Rows taken from a dataset

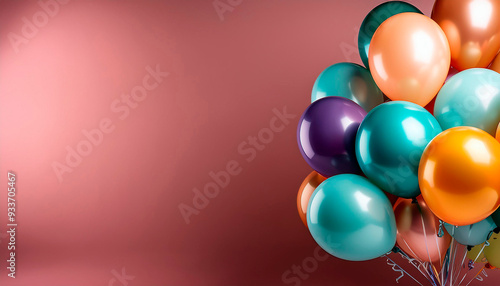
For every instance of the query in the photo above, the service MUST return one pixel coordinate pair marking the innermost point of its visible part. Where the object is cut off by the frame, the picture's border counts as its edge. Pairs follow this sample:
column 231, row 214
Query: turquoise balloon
column 470, row 98
column 390, row 142
column 352, row 219
column 351, row 81
column 373, row 20
column 473, row 234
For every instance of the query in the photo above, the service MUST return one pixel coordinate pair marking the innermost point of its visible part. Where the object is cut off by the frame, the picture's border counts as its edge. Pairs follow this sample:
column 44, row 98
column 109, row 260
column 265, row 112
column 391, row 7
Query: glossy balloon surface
column 470, row 98
column 418, row 231
column 472, row 234
column 326, row 135
column 409, row 58
column 351, row 218
column 306, row 189
column 458, row 175
column 390, row 142
column 373, row 20
column 351, row 81
column 492, row 252
column 472, row 28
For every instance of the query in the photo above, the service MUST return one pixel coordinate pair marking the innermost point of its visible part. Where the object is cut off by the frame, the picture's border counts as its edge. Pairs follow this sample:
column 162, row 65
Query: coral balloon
column 418, row 231
column 348, row 80
column 458, row 175
column 308, row 186
column 352, row 219
column 326, row 135
column 492, row 252
column 409, row 58
column 470, row 98
column 472, row 28
column 373, row 20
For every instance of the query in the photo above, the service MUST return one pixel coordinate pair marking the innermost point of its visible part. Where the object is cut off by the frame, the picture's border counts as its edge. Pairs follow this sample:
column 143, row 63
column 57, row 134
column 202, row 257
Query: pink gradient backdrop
column 119, row 207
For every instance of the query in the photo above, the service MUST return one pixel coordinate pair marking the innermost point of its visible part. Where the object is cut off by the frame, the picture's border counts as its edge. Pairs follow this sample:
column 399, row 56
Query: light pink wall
column 119, row 207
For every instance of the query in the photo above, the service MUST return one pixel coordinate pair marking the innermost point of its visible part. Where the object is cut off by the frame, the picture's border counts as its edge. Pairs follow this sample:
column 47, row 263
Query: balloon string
column 453, row 246
column 441, row 228
column 487, row 243
column 475, row 276
column 431, row 274
column 414, row 262
column 449, row 260
column 399, row 269
column 445, row 266
column 462, row 266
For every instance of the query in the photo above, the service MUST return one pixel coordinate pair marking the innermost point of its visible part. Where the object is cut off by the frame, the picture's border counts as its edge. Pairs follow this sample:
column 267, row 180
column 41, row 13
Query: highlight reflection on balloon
column 418, row 231
column 373, row 20
column 470, row 98
column 326, row 135
column 459, row 175
column 472, row 28
column 308, row 186
column 348, row 80
column 409, row 58
column 476, row 254
column 352, row 219
column 390, row 142
column 492, row 252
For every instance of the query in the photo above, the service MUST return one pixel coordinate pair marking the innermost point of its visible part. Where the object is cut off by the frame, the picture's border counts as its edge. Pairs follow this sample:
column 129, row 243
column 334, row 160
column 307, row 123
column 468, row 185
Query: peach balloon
column 409, row 58
column 418, row 231
column 308, row 186
column 495, row 64
column 472, row 28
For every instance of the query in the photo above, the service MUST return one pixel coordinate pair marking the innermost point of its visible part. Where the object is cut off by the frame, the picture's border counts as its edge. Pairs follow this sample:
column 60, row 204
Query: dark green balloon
column 373, row 20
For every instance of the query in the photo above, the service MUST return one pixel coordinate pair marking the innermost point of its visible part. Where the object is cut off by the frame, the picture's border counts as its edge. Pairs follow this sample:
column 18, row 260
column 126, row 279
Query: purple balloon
column 327, row 133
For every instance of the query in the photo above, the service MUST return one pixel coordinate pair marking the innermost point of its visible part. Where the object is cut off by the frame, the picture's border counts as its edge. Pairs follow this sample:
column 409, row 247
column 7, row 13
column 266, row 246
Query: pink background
column 119, row 208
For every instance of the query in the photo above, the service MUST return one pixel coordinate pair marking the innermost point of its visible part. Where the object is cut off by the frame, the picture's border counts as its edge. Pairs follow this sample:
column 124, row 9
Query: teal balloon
column 373, row 20
column 352, row 219
column 470, row 98
column 351, row 81
column 390, row 142
column 473, row 234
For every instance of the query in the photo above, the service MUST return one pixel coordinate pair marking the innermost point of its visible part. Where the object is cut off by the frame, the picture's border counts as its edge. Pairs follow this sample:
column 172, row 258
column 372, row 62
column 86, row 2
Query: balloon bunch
column 404, row 152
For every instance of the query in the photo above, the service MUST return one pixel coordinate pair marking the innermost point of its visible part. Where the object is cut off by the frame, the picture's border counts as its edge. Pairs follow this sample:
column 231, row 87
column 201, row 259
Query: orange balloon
column 308, row 186
column 418, row 231
column 472, row 28
column 459, row 175
column 409, row 58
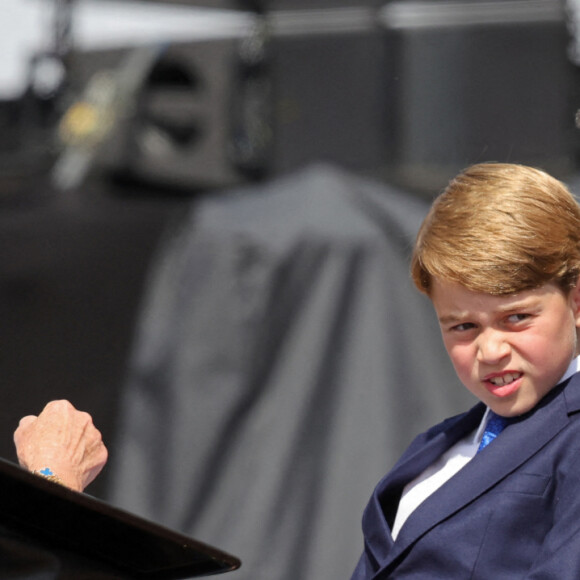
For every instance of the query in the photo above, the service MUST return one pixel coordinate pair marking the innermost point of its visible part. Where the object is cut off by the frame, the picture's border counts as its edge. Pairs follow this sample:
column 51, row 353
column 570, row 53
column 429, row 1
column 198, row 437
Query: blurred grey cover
column 282, row 363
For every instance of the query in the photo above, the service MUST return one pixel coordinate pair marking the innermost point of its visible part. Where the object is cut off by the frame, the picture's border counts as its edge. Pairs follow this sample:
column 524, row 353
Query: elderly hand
column 63, row 440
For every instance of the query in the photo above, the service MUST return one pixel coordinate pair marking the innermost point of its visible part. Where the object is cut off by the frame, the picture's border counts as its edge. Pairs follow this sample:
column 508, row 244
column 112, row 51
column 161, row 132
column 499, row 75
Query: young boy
column 499, row 257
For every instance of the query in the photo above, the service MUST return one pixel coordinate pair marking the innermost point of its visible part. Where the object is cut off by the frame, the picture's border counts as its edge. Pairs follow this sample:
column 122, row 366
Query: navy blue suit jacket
column 512, row 512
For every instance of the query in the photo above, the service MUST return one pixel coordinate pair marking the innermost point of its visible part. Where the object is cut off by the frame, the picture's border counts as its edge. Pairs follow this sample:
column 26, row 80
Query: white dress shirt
column 456, row 457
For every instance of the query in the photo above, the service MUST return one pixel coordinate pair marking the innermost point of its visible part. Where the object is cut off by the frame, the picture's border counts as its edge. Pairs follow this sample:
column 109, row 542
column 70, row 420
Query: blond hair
column 500, row 228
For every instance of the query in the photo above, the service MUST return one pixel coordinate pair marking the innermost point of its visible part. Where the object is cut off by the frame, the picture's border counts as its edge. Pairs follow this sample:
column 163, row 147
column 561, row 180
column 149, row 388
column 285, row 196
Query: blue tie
column 495, row 425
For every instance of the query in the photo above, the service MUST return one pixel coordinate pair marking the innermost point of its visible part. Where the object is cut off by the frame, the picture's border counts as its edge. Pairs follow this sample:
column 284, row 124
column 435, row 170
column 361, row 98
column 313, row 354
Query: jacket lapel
column 379, row 514
column 517, row 443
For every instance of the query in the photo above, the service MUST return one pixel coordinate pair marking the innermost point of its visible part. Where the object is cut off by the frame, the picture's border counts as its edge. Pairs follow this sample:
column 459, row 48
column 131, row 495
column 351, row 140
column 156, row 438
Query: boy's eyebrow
column 523, row 304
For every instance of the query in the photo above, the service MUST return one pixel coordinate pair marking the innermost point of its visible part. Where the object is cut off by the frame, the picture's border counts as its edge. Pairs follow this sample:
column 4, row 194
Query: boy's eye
column 463, row 326
column 513, row 318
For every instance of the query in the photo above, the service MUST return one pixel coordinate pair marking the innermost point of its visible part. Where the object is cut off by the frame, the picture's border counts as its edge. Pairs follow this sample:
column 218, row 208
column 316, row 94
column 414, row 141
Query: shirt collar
column 573, row 368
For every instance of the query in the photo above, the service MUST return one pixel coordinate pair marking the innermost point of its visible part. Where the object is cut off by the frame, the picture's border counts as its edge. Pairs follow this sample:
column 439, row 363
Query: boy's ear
column 575, row 301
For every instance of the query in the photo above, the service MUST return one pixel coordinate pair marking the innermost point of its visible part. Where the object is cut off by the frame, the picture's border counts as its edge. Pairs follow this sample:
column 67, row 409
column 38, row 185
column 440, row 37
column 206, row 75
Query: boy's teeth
column 505, row 379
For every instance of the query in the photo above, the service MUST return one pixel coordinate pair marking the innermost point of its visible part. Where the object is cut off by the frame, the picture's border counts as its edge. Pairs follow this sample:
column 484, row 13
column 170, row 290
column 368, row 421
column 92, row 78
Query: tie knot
column 495, row 425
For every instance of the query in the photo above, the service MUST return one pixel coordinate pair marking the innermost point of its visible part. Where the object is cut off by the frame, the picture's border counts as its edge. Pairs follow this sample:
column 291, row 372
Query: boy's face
column 509, row 351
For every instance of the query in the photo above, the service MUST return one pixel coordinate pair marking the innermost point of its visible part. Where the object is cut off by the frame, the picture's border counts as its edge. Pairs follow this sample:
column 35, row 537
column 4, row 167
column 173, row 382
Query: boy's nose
column 492, row 346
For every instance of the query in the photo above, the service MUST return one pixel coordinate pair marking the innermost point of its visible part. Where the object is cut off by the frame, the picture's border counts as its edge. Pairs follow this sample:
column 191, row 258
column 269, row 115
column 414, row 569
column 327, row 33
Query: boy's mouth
column 504, row 379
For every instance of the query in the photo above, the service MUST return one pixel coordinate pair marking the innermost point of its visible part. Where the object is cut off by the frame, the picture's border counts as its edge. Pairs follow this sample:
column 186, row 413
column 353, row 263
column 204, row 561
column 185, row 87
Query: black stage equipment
column 475, row 81
column 411, row 91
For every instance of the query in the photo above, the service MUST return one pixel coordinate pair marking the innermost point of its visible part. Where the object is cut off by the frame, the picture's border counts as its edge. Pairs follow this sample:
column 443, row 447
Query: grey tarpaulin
column 282, row 362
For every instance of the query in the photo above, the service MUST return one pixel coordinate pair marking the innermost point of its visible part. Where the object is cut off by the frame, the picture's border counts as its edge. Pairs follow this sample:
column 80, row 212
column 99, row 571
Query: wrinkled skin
column 64, row 440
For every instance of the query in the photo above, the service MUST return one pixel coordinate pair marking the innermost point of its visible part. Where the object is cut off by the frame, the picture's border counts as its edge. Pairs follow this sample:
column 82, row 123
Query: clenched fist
column 63, row 440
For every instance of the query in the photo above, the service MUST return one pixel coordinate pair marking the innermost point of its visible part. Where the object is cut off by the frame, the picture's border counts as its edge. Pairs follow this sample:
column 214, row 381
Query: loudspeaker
column 198, row 118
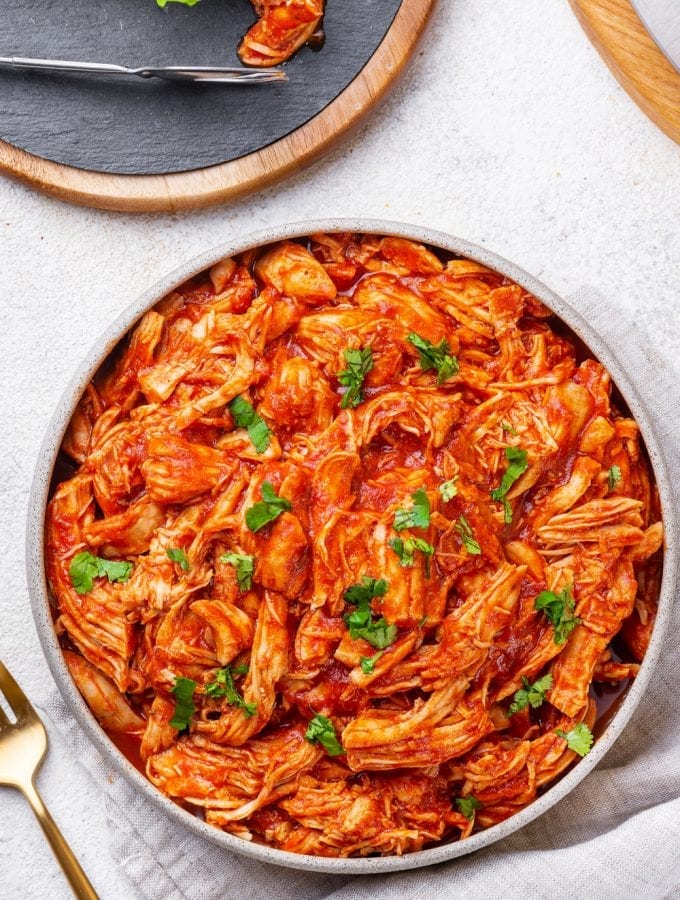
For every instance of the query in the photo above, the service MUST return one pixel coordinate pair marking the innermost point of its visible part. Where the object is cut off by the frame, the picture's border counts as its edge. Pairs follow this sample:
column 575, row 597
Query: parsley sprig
column 468, row 805
column 359, row 364
column 244, row 416
column 176, row 554
column 85, row 567
column 530, row 694
column 361, row 623
column 406, row 549
column 416, row 517
column 223, row 687
column 244, row 565
column 463, row 528
column 183, row 689
column 579, row 739
column 435, row 356
column 268, row 510
column 517, row 465
column 322, row 731
column 559, row 610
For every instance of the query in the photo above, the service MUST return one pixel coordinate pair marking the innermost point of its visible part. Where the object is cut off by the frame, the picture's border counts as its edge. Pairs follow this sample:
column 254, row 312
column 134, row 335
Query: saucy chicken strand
column 347, row 536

▶ Exercise details
Report every line of the items above that contains the string "pink", treating uppercase and lowercase letters as distinct.

▶ Response for this exercise
Query: pink gradient backdrop
Query: light pink wall
Query: pink background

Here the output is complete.